* WHAT IS EXPECTED: Find the word "paved" in the records below. List each line containing it.

* RECORDS FOR THIS EXERCISE:
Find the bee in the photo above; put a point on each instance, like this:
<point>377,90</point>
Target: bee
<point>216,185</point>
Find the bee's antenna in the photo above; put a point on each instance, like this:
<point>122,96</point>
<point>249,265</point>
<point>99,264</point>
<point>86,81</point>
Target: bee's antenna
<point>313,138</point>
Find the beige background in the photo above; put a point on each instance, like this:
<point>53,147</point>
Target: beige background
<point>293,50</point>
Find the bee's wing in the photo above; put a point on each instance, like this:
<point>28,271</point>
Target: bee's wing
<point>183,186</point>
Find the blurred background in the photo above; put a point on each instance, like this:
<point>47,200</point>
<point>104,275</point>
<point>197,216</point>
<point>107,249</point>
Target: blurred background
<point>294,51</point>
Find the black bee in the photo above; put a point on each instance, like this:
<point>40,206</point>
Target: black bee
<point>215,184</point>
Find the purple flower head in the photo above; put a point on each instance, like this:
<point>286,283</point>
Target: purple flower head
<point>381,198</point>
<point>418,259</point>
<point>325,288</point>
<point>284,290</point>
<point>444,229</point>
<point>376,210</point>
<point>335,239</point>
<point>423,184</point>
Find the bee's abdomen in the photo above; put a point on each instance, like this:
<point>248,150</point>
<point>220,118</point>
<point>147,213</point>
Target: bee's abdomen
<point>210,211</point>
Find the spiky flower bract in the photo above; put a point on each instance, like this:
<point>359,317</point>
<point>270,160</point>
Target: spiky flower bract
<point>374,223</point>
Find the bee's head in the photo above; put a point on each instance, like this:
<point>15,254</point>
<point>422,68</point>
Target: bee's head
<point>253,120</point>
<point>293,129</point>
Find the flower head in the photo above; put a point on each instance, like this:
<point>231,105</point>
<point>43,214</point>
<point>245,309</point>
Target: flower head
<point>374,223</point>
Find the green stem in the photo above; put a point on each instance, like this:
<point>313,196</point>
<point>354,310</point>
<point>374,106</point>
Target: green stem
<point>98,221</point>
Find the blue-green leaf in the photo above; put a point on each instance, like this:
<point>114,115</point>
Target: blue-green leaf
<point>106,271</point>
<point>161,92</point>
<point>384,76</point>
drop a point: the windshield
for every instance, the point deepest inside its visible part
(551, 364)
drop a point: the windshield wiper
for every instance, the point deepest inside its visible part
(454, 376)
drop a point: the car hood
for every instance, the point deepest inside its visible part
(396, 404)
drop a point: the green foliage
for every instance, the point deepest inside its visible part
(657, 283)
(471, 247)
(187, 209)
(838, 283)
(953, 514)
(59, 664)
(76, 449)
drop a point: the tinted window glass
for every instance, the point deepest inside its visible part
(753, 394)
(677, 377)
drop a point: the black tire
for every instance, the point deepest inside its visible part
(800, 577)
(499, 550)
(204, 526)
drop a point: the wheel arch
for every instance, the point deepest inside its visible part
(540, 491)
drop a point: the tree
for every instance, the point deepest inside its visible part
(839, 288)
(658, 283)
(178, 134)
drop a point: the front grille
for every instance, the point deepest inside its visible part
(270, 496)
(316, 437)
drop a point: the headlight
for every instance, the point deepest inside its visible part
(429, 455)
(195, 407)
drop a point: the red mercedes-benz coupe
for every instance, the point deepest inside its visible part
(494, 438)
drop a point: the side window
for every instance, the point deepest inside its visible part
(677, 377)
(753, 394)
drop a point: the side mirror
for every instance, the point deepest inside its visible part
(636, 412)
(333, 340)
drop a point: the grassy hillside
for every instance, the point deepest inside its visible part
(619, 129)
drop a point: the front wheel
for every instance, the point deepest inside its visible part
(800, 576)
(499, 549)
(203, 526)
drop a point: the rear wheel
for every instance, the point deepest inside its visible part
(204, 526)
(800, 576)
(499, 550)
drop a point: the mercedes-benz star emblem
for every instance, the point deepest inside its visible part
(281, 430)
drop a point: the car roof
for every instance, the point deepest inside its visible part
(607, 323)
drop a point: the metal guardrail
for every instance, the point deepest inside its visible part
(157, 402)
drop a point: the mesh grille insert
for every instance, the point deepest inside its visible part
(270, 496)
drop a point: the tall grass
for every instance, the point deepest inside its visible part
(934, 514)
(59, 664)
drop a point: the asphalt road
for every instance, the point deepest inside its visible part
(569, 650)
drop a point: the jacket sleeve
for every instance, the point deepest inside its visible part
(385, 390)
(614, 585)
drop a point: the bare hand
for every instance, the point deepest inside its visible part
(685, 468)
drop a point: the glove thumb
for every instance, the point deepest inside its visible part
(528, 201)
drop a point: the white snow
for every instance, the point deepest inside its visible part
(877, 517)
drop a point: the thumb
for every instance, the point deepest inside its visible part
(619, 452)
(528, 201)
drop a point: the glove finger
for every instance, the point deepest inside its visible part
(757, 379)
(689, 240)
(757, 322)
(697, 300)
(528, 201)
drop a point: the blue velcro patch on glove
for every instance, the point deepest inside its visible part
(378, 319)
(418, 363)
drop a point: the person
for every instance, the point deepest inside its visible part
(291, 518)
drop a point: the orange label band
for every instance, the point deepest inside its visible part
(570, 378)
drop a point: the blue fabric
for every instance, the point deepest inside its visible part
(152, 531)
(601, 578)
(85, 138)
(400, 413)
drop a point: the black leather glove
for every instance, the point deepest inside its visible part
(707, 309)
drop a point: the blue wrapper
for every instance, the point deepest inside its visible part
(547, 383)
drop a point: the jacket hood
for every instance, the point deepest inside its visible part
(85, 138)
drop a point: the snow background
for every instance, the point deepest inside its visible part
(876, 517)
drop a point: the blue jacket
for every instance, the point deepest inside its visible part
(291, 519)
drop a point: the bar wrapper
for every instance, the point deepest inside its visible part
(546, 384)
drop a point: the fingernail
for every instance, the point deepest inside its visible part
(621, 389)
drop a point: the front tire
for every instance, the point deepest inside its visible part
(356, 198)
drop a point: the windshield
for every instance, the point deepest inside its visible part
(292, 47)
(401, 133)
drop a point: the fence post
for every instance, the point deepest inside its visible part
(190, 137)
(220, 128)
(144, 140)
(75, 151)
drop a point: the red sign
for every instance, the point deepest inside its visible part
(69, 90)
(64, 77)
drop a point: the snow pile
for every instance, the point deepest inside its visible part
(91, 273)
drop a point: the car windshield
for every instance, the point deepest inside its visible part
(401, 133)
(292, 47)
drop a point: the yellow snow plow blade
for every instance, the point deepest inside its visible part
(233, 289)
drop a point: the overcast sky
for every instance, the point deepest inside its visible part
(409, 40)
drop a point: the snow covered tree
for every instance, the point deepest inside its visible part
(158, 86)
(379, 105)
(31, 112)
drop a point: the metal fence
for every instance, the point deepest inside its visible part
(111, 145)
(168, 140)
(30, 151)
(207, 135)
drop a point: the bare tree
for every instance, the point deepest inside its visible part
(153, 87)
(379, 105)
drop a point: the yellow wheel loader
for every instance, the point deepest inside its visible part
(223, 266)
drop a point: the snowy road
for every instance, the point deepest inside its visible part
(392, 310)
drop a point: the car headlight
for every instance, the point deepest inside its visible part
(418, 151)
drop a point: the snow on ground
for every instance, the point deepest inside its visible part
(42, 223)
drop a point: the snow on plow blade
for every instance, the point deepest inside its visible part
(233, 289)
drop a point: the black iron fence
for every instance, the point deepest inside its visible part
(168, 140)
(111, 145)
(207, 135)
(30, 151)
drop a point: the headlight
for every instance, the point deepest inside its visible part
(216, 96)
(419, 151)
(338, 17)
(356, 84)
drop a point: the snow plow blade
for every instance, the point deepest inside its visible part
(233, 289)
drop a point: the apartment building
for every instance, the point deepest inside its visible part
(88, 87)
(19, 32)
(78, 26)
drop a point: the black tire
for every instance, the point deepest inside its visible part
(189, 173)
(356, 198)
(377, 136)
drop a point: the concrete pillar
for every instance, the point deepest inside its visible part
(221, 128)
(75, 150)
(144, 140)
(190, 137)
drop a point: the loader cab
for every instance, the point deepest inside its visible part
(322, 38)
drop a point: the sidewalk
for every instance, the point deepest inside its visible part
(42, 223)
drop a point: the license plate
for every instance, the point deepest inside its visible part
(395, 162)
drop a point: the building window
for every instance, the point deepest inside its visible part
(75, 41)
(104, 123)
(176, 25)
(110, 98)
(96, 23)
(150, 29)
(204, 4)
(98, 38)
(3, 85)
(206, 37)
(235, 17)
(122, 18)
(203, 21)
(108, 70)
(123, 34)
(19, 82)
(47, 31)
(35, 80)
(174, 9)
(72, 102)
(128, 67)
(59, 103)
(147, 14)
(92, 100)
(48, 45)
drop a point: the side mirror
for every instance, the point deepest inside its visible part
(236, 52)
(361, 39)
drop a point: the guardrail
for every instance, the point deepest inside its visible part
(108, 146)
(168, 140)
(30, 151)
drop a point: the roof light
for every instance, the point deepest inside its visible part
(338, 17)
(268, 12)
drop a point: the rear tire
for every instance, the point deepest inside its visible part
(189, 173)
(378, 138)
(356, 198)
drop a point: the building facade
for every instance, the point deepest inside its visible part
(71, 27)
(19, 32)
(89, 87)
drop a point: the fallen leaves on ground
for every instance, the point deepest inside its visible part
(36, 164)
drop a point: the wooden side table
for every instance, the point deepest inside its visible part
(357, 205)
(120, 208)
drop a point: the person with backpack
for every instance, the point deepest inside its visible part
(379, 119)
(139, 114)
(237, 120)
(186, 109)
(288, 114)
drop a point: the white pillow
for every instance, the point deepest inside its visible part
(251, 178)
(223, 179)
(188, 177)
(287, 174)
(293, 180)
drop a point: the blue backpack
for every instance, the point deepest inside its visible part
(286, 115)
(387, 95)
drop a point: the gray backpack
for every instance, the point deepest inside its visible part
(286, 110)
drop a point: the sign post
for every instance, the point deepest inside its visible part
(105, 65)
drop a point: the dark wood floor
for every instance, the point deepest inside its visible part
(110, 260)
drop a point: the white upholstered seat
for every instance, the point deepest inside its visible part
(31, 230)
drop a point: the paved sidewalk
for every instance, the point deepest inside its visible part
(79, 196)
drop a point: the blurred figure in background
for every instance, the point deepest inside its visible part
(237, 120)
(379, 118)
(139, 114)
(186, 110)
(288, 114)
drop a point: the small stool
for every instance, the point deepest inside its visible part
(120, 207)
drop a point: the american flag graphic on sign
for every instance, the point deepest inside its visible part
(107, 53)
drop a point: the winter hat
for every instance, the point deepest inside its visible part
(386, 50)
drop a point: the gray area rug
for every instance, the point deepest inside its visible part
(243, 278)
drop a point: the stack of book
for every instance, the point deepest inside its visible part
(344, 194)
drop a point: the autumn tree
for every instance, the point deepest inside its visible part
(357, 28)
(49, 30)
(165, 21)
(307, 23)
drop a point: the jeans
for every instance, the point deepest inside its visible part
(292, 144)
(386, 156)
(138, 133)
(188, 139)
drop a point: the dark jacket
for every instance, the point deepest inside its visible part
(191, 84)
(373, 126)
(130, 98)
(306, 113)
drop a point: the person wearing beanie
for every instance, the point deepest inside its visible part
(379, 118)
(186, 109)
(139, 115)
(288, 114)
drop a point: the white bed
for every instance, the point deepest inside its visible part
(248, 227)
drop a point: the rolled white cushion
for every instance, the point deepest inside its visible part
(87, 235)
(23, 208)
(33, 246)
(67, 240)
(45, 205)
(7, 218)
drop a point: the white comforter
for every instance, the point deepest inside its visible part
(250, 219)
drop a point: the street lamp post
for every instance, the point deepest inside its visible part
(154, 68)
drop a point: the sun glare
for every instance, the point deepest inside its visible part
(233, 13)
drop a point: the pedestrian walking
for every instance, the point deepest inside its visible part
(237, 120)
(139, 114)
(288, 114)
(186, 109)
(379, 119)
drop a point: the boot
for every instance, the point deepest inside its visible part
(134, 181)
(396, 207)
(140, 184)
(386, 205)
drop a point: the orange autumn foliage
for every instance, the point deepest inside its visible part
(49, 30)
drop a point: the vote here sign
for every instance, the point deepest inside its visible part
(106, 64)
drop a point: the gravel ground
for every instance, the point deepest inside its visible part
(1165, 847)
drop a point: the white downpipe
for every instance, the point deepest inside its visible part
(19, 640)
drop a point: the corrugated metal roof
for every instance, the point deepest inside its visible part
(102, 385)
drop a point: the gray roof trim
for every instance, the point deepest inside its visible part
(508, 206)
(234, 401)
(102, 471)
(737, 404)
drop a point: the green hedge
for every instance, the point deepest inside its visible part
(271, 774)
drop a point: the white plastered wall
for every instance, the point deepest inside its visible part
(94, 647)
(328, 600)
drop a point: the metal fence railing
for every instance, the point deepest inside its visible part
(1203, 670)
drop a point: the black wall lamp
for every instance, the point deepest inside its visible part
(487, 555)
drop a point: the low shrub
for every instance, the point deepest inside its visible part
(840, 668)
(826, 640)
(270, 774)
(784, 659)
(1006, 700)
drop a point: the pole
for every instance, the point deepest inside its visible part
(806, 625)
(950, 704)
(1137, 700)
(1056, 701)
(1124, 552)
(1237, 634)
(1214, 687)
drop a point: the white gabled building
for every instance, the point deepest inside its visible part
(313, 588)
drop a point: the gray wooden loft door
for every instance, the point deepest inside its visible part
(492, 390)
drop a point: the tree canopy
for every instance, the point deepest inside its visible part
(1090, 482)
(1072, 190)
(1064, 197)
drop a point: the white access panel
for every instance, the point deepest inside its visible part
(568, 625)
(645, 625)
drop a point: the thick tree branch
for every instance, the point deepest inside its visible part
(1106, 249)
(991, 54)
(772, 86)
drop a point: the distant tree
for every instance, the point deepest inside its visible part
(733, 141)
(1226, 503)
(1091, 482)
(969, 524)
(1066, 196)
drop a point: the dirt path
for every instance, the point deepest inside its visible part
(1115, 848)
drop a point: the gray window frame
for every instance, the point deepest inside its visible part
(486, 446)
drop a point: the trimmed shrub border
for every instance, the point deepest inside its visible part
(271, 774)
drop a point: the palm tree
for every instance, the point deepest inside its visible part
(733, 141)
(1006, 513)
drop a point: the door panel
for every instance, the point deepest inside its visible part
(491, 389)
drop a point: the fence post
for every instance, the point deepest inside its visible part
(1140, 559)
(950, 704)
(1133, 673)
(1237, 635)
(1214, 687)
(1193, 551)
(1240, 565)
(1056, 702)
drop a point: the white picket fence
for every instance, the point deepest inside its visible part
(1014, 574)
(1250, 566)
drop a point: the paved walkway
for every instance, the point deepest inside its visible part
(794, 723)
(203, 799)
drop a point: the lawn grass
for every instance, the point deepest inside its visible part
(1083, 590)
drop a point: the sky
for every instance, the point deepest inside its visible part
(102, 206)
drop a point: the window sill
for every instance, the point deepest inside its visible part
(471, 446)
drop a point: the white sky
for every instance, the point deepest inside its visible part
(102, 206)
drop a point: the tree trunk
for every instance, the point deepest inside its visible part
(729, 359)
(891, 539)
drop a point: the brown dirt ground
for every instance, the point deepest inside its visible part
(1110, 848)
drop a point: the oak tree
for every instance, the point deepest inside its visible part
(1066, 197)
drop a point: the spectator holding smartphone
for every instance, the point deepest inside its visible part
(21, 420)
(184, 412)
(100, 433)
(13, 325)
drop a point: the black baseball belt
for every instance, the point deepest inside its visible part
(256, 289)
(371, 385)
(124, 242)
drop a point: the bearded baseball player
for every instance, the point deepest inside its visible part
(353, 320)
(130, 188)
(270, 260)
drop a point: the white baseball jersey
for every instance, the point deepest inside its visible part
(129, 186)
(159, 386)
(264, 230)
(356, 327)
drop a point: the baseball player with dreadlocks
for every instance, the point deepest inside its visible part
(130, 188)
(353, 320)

* EXERCISE RESULT:
drop a point: the paved sidewalk
drop a point: the paved walkway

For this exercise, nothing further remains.